▶ [Exercise]: In the piece about Opening Lines, reproduce the passage from "I would thoroughly" to "us have been.", swapping "national radio" for "local radio".

▶ [Text provided]:
- - - -
Opening Lines

p026jj45It’s that time of the year again, when the BBC open their virtual doors to unsolicited short story submissions from writers new to radio. If you are such a person and have a suitable story to hand (or can put one together in a couple of weeks), you have until February 13th to send it in.


I would thoroughly recommend having a go, by the way, because hearing your work read on national radio by a proper actor is, frankly, bloody wonderful. Even hearing the announcer saying your name is pretty fantastic.


However, the odd thing about Opening Lines is that it doesn’t seem to provide much of an opening into the BBC. I used to wonder if it was just me who didn’t get invited back (I thought I’d behaved myself, but you never can tell what other people really think), but it turns out that very few of us have been.
- - - -
▶ [Listed records]:
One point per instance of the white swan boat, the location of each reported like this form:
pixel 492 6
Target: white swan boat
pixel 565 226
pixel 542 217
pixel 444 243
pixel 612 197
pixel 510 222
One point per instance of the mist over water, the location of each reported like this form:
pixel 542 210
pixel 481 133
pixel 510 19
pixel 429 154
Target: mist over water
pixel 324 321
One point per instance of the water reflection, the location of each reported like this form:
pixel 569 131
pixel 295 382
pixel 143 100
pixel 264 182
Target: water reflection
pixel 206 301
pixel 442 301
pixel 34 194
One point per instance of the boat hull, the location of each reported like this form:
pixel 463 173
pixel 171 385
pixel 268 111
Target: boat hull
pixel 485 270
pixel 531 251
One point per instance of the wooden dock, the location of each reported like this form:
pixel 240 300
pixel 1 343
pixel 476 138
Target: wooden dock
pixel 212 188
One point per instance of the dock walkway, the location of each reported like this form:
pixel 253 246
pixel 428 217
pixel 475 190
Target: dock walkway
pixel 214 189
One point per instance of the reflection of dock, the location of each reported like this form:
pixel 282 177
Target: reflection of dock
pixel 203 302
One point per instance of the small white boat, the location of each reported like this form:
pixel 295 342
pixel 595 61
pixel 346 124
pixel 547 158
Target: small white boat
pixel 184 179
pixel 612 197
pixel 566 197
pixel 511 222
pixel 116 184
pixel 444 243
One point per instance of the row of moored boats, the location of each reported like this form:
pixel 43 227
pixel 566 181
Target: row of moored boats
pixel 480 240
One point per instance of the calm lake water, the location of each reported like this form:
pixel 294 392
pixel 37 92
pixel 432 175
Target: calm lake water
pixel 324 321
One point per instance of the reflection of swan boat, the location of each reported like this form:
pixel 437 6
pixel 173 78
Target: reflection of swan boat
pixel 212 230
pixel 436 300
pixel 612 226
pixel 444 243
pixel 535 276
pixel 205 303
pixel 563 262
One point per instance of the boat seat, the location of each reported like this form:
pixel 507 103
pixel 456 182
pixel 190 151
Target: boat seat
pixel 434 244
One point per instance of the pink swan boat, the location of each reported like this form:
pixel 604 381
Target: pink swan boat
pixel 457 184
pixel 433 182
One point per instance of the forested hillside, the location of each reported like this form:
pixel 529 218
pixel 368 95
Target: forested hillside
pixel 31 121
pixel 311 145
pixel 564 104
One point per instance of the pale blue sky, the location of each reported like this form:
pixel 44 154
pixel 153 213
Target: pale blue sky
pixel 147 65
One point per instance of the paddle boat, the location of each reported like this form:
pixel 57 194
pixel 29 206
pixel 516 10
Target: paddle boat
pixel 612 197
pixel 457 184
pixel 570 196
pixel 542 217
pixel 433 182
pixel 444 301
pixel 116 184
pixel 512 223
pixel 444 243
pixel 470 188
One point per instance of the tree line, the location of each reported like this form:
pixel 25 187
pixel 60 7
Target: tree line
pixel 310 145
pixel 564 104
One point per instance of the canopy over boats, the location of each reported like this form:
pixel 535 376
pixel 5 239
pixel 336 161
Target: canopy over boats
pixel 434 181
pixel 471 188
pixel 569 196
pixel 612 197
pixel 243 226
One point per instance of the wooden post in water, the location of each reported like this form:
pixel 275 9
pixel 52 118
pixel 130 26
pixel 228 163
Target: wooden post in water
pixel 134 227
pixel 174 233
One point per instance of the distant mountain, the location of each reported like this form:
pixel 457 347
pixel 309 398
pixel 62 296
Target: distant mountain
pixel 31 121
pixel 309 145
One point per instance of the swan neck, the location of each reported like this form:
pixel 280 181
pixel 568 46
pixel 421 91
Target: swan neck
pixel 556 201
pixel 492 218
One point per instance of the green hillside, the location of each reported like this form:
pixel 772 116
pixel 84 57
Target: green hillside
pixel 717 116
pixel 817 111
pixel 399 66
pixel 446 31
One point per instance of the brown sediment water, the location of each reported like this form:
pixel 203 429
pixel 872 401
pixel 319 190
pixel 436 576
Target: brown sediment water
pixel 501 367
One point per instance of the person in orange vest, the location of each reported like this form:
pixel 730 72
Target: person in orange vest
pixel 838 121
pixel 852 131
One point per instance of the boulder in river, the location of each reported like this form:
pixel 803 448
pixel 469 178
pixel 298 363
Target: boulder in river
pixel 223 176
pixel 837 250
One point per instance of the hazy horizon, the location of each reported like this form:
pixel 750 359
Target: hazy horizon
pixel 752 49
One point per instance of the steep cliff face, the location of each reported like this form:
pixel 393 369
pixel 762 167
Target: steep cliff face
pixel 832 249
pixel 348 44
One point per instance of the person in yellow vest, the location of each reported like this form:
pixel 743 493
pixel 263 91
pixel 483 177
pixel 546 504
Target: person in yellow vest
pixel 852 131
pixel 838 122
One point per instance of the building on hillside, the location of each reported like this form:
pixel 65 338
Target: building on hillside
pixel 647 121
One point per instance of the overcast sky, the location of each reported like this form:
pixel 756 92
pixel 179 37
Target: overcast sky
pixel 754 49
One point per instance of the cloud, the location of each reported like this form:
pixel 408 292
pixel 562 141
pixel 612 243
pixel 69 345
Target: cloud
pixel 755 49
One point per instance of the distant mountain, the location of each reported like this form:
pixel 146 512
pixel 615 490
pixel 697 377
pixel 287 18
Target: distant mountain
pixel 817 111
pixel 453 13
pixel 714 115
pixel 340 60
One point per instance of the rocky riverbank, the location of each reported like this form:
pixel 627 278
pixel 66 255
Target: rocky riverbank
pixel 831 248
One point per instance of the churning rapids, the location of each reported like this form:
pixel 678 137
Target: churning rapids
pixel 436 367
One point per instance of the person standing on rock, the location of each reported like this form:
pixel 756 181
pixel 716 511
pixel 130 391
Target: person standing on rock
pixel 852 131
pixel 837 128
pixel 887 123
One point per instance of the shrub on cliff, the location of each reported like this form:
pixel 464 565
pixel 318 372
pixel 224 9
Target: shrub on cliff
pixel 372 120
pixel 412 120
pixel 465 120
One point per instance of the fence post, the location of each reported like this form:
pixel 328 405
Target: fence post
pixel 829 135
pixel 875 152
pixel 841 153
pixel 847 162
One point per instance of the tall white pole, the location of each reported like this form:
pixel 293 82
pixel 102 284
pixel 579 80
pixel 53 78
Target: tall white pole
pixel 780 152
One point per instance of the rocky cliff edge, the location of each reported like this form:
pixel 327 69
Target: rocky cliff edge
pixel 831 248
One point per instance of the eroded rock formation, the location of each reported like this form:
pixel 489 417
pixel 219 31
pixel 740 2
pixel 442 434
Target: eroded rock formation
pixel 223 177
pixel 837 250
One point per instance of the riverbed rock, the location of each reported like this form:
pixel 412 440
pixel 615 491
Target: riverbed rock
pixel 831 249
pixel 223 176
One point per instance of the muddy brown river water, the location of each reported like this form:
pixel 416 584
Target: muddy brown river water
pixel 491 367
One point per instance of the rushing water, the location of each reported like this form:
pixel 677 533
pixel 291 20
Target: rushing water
- - - -
▶ [Worked solution]:
I would thoroughly recommend having a go, by the way, because hearing your work read on local radio by a proper actor is, frankly, bloody wonderful. Even hearing the announcer saying your name is pretty fantastic.


However, the odd thing about Opening Lines is that it doesn’t seem to provide much of an opening into the BBC. I used to wonder if it was just me who didn’t get invited back (I thought I’d behaved myself, but you never can tell what other people really think), but it turns out that very few of us have been.